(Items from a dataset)
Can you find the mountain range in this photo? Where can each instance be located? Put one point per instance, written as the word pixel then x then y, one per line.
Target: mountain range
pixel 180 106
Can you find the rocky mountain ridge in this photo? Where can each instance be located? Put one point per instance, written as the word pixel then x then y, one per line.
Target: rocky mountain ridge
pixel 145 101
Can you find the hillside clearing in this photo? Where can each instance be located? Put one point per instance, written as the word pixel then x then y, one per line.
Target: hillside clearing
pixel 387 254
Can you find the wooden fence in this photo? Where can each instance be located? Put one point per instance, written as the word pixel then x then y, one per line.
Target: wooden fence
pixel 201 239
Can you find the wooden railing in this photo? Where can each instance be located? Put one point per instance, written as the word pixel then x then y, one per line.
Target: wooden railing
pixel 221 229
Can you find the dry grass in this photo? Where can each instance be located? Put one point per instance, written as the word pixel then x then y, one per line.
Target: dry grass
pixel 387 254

WHAT YOU SHOULD DO -> Output only the lines running from the line with "Can you find the dry" through the final line of the data, inclusive.

EXERCISE RESULT ->
Can you find the dry grass in this photo? Where can each instance be located? Put one point per instance, written as the word pixel then x then y, one per line.
Target: dry grass
pixel 387 254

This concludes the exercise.